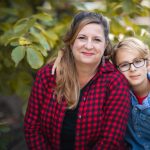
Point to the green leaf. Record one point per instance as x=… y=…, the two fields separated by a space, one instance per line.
x=43 y=17
x=23 y=25
x=34 y=58
x=18 y=54
x=42 y=40
x=40 y=48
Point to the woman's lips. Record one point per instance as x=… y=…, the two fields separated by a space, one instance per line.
x=134 y=77
x=87 y=54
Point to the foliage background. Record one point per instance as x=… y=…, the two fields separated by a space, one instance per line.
x=32 y=31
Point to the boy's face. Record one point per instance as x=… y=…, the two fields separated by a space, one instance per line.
x=135 y=76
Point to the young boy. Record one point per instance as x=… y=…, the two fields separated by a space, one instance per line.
x=131 y=57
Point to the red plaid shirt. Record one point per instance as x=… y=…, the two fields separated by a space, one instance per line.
x=102 y=114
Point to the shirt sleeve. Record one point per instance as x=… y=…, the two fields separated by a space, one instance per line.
x=33 y=135
x=116 y=111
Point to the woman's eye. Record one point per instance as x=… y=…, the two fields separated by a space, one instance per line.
x=98 y=40
x=81 y=37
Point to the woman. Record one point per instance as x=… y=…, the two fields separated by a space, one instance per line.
x=131 y=57
x=85 y=105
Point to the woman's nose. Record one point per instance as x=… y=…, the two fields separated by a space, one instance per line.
x=89 y=45
x=132 y=67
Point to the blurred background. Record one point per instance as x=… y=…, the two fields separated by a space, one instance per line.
x=31 y=32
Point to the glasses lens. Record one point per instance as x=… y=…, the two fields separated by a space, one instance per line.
x=124 y=67
x=139 y=63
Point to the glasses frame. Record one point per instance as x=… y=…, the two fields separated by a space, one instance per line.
x=132 y=63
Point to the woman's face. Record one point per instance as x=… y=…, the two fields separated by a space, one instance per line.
x=135 y=76
x=89 y=45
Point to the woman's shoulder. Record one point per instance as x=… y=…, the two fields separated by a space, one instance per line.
x=113 y=73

## [SHORT PROBLEM]
Rewrite all the records with "one instance per line" changed to "one instance per row" and nothing else altered, leaving the pictures out.

## [OUTPUT FOR THIS EXERCISE]
Point to the green leaf. Record one point per instance as x=… y=…, the two fields separated by a space, one instance per row.
x=43 y=17
x=23 y=25
x=34 y=58
x=18 y=54
x=42 y=40
x=40 y=48
Point to the woman's lips. Record one point per instance as x=… y=…, the two fields separated by a space, one instance per row.
x=134 y=77
x=87 y=54
Point to the foliage background. Record one point per instance as x=… y=…, the two fields separated by a space, one instance per row.
x=32 y=31
Point to the boy's face. Record one point per instance as x=… y=…, the two fields separated by a space, one instance per row.
x=135 y=76
Point to the young boy. Record one point per instance as x=… y=…, the two fields separated by a space, one instance per row.
x=131 y=57
Point to the red plaid shirt. Record one point per instance as x=… y=…, the two fields separated by a space, one instance per row.
x=102 y=114
Point to the shirt sleeve. Record one point per instance as x=… y=…, the two fields separated by a space, one instance per row.
x=33 y=135
x=116 y=111
Point to the woman's eye. Record one point per instance as x=… y=…, the two fields separated by a space, one instance per row.
x=98 y=40
x=81 y=37
Point to the woman. Record one point per instance as x=… y=…, the two fields separated by a space, one instance per row.
x=131 y=57
x=85 y=105
Point to the woman's nose. Record one point per instance as x=… y=…, the two fields separated by a space, one instance per row.
x=89 y=45
x=132 y=67
Point to the blurred background. Record one point per instance as x=… y=…, the two fields separated by a space, one instance per row.
x=31 y=32
Point to the glasses lens. Record one point per instance as x=… y=…, the two fields separated by a space, one instance per row.
x=124 y=67
x=139 y=63
Point to the glasses frame. Record one point per instance as x=… y=…, the two fields separated by a space, one instance per row.
x=132 y=63
Point to the woman's face. Record one point per instance as x=… y=…, the two fields separated by a space, one instance per row.
x=135 y=76
x=89 y=45
Point to the woman's shoulder. Record one point per instance as x=… y=…, the two fields separated by a space, one instance per row.
x=113 y=73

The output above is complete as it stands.